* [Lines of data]
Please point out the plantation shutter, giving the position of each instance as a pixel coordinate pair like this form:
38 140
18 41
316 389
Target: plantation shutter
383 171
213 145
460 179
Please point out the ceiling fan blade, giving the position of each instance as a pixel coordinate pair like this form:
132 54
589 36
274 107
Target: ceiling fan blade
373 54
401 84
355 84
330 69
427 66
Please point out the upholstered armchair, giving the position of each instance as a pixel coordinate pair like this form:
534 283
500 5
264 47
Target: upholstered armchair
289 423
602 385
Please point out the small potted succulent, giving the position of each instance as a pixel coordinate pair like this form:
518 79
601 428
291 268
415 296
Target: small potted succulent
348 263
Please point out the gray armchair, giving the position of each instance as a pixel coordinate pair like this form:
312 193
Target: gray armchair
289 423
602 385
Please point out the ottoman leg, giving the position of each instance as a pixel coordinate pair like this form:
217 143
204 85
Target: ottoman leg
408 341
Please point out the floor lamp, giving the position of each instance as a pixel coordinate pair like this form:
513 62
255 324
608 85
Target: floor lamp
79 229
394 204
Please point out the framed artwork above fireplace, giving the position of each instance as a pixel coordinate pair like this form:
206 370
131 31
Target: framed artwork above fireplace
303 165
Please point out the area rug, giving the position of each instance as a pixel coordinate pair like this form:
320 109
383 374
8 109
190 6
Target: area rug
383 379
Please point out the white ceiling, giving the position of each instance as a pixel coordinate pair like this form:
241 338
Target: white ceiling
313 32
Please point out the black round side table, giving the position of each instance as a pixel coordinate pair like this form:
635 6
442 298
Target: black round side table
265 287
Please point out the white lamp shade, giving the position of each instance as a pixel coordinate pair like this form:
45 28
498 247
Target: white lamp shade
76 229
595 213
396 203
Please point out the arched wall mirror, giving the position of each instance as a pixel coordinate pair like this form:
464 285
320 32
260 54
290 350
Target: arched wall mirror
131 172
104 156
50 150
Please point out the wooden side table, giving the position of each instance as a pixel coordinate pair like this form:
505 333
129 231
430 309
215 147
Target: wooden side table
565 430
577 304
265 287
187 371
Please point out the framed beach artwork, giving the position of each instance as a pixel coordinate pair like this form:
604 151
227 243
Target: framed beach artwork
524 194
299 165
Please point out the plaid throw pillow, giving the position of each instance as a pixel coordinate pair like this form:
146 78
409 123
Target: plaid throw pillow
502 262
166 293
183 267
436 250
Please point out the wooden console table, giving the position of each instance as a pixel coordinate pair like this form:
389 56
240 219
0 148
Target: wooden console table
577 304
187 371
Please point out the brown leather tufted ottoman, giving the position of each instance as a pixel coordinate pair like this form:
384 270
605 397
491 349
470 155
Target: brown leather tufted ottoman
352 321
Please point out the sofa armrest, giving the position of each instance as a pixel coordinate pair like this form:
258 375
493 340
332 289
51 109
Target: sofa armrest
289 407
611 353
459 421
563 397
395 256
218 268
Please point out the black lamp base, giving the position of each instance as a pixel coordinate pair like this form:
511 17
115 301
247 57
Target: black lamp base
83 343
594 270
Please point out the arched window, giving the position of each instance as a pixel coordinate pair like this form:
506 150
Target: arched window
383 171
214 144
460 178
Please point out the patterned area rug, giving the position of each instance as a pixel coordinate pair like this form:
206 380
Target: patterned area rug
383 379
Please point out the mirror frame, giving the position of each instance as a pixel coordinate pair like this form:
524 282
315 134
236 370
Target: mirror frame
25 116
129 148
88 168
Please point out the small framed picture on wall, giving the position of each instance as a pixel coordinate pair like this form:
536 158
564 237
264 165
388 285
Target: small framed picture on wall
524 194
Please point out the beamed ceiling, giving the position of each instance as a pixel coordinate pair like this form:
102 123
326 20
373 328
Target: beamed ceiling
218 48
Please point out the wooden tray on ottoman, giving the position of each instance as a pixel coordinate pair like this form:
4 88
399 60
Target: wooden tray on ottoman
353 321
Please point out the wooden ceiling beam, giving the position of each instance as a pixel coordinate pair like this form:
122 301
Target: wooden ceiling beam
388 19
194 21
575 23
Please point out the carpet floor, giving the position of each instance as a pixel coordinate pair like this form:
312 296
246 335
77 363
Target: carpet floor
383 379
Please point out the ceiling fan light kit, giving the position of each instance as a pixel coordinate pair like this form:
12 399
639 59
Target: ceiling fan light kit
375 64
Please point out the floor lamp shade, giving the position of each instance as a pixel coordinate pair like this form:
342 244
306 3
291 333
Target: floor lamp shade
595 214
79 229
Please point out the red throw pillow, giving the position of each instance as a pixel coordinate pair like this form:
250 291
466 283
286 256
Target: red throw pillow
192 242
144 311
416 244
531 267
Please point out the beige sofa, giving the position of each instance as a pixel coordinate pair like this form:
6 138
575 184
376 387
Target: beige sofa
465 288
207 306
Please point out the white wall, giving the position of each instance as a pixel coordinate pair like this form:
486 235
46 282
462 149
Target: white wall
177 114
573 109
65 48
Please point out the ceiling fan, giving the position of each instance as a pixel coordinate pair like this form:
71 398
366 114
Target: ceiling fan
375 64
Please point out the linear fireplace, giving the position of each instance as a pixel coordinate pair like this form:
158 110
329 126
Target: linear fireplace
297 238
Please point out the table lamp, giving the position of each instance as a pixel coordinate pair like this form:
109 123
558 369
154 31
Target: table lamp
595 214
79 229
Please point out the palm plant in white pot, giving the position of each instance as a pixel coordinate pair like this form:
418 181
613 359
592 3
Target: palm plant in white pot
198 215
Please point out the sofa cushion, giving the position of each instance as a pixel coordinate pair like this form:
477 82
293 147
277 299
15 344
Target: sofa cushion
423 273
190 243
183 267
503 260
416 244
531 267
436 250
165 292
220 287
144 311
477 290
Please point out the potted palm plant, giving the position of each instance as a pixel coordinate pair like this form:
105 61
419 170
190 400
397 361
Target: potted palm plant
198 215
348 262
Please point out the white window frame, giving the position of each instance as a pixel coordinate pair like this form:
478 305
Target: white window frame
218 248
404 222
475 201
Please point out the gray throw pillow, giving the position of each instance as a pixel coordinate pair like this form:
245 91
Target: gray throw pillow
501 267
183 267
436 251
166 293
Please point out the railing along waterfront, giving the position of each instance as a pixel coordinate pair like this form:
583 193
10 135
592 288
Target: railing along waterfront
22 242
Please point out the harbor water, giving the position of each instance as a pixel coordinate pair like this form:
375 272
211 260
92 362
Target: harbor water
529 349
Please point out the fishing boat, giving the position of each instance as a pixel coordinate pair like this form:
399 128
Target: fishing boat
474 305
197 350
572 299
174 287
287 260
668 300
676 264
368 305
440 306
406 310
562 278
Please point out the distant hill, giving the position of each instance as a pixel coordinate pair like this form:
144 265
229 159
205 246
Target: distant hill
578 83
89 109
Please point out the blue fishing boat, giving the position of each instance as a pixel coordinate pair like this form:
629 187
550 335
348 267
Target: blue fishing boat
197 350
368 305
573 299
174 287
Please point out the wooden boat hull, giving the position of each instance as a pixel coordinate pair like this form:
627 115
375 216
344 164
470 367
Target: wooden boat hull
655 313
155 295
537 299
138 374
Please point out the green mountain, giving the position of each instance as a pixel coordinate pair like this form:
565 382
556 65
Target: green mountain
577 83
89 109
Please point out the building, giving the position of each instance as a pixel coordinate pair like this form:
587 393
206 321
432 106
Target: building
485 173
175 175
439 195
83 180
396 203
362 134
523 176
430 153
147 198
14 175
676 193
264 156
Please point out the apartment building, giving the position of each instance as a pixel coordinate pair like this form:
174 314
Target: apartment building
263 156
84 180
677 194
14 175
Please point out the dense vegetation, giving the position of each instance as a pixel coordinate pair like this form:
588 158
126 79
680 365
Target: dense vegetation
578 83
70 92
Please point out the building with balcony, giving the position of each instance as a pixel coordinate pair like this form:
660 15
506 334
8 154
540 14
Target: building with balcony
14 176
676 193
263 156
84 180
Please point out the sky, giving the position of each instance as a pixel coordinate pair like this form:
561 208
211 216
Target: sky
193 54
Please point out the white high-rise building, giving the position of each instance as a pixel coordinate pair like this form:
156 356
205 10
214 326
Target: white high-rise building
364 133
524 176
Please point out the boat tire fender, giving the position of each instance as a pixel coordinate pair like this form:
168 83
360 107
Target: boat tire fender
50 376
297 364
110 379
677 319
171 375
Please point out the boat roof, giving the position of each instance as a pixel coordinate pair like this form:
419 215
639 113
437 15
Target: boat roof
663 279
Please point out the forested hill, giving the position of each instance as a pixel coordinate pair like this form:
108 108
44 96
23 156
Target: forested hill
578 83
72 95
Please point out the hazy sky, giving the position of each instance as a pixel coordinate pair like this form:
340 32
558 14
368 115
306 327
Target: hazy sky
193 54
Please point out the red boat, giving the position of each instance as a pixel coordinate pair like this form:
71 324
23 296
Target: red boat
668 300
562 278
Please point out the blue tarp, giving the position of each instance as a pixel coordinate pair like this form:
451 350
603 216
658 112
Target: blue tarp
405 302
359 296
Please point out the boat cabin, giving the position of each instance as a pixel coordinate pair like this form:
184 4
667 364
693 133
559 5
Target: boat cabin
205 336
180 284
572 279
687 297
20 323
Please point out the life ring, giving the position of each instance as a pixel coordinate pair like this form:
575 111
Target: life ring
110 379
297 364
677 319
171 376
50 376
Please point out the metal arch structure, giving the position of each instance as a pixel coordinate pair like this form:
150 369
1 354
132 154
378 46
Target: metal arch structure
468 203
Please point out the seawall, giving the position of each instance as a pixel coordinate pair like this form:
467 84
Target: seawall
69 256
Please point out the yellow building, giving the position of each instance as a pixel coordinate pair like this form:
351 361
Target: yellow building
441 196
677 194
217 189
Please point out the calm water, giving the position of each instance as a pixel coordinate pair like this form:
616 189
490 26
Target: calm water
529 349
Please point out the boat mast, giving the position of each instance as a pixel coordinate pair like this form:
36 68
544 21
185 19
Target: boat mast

* [Exercise] Everything from the line containing "Please point out the metal" to the end of the records must be written out exactly; include both of those lines and no others.

* [Result for this task]
Please point out the metal arch structure, giving the position of each instance as a pixel coordinate pair like this form:
150 369
1 354
132 154
378 46
Target: metal arch structure
468 203
Please point out the seawall, giving the position of each instance as a pixel coordinate pair like this form:
467 84
Target: seawall
69 256
Please point out the yellow building, giving the position of each instance as a pixel coordinate pair like this form:
351 361
Target: yellow building
441 196
677 194
217 189
Please point out the calm water, giving the position of each instance as a pixel coordinate pair like this form:
616 189
490 26
Target: calm water
529 349
Please point out the boat mast, giving the position of each instance as a pixel coordinate pair like this form:
36 68
544 21
185 19
Target: boat mast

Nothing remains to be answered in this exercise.